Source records
++++++
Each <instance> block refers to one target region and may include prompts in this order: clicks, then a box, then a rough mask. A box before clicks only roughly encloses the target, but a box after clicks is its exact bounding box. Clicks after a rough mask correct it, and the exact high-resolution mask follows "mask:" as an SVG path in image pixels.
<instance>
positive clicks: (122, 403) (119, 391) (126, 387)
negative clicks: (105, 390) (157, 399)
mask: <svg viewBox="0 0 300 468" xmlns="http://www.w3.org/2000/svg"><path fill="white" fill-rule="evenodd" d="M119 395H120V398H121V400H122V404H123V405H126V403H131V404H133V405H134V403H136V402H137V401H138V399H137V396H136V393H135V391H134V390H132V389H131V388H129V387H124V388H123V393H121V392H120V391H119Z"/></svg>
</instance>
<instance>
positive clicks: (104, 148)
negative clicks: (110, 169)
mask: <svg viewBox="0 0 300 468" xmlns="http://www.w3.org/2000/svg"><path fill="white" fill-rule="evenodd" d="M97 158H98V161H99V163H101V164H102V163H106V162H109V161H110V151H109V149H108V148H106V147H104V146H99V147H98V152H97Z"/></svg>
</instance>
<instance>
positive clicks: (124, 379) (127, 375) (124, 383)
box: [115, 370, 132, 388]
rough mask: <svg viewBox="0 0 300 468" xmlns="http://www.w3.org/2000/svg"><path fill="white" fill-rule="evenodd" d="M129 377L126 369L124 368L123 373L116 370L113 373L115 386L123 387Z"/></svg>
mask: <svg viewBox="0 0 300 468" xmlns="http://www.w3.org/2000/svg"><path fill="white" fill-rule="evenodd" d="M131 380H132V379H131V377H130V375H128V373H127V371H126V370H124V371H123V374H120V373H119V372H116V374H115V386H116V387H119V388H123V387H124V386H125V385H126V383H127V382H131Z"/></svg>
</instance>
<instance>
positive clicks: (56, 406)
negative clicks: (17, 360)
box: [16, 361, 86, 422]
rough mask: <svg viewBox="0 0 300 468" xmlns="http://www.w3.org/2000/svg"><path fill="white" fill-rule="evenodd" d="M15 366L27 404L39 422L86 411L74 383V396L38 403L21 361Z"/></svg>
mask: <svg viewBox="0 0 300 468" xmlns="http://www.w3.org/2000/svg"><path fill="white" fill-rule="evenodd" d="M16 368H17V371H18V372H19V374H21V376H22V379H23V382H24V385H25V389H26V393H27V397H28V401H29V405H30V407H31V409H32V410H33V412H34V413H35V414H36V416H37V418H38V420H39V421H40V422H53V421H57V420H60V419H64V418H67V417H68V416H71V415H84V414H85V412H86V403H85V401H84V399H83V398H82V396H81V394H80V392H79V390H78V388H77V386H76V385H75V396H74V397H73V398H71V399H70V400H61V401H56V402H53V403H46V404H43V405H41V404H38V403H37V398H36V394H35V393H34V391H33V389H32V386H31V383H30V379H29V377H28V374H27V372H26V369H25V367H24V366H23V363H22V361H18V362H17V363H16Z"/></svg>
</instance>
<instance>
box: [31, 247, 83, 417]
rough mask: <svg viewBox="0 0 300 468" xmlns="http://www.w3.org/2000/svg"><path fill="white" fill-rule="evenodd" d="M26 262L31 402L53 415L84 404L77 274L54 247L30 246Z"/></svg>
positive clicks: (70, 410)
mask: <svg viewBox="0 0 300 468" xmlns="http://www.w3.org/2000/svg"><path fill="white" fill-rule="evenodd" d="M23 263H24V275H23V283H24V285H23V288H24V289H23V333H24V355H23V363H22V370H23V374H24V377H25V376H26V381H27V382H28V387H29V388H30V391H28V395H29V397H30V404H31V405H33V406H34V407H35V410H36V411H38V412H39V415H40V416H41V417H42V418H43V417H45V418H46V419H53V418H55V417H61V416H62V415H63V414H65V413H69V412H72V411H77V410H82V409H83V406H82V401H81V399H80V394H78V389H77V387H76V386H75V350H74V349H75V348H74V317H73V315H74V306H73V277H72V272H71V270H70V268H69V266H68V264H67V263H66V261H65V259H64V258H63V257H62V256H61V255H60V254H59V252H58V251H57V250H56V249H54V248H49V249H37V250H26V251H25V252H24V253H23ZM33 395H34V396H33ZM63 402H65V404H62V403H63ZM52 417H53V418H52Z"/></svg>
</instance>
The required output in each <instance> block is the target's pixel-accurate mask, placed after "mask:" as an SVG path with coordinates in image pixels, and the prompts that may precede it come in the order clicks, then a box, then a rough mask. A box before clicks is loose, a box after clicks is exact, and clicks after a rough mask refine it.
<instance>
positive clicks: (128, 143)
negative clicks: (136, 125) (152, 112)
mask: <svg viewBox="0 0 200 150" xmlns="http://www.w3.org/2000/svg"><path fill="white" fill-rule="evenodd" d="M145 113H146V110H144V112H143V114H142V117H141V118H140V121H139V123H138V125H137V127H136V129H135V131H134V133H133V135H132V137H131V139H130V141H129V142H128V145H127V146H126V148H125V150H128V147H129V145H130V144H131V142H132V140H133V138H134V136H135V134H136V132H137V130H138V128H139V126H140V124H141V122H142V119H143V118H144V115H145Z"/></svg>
++++++
→ **Assignment**:
Which lines belong in the answer? Exactly those from the first line of the entries through the line holding "positive clicks: (122, 403)", inclusive, copied unchanged.

→ **Exercise response**:
Each <instance> block refers to one target region and may include prompts in this order: clicks, then a box, then a rough mask. A box before clicks only roughly encloses the target, but a box after clicks is its exact bounding box. Clicks after a rough mask correct it, and the exact high-resolution mask follows "mask:" as an SVG path in image pixels.
<instance>
positive clicks: (122, 403) (119, 391) (126, 387)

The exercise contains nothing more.